-- start of Data excerpts --
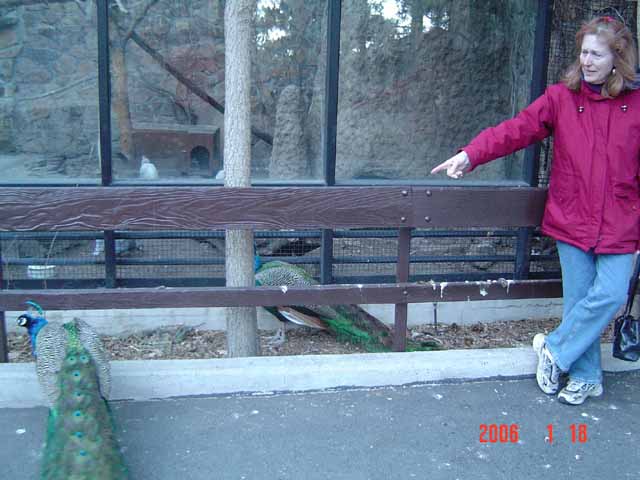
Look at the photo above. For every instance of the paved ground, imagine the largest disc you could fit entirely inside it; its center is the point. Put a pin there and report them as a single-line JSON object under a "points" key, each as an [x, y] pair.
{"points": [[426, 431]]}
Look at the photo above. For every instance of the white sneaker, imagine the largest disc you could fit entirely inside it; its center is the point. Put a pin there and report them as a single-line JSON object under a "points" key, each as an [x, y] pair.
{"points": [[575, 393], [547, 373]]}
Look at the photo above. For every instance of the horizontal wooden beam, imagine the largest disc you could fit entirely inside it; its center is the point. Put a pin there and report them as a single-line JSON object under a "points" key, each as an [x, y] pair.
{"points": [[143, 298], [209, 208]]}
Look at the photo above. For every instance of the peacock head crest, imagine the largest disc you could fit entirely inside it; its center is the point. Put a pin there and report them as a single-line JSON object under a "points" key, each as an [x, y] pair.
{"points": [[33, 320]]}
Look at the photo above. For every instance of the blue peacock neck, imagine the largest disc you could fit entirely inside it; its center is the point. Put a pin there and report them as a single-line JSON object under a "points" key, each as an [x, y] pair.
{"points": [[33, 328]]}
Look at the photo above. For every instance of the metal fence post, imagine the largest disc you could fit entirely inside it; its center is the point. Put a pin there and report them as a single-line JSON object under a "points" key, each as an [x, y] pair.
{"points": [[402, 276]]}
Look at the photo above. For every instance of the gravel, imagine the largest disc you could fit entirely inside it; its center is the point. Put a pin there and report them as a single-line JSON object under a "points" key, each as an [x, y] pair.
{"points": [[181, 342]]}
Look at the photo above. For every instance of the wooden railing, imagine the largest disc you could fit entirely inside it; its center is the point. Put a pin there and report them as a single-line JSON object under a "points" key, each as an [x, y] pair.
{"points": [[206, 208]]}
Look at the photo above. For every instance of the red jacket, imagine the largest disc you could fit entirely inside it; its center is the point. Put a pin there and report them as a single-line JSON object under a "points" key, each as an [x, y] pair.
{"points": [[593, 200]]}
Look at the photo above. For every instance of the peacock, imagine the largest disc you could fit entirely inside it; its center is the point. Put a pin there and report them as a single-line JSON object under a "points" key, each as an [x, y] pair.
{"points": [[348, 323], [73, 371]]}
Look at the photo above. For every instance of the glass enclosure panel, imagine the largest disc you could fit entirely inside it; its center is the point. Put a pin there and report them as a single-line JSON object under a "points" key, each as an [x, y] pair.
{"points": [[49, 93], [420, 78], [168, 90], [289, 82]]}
-- end of Data excerpts --
-- start of Data excerpts --
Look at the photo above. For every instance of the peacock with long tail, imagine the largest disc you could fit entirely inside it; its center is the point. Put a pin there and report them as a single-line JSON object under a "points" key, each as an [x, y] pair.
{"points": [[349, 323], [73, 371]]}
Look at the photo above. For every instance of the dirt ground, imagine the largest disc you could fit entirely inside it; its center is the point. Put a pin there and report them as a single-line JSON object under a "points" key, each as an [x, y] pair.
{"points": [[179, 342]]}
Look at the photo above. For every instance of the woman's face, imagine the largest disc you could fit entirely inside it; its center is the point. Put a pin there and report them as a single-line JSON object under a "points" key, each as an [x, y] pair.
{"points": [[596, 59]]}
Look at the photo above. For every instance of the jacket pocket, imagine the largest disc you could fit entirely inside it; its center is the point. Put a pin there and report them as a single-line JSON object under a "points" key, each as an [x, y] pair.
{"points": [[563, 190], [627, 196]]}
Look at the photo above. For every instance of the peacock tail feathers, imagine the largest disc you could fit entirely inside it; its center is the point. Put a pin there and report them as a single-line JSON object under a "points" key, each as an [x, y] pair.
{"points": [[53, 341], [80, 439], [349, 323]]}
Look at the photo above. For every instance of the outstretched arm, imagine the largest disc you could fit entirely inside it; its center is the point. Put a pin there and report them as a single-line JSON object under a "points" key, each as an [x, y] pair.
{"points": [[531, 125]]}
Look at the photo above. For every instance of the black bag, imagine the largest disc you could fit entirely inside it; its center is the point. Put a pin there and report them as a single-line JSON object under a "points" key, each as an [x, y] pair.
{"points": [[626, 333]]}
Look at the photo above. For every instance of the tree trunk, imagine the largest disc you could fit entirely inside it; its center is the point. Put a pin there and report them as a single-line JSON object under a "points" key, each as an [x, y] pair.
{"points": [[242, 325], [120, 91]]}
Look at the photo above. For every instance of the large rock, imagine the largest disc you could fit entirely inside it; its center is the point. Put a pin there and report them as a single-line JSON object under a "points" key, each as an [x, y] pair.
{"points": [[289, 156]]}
-- end of Data excerpts --
### Exercise instructions
List every line in the records above that contains the word "wooden".

### Task answer
Look at the photo above. For every instance of the horizontal wooden beam, imagine the largest disc you could fit entirely inside it; its center is the point. Put a pin there and report them as a single-line JSON object under a "points" key, each as an [x, y] pair.
Look at the photo above. For every instance of the wooden railing, imagine the largest disc you could fit entirely inside it; its center is the point. Put a pin there and report them as a single-line JSON object under a "points" key, each as an [x, y] pair.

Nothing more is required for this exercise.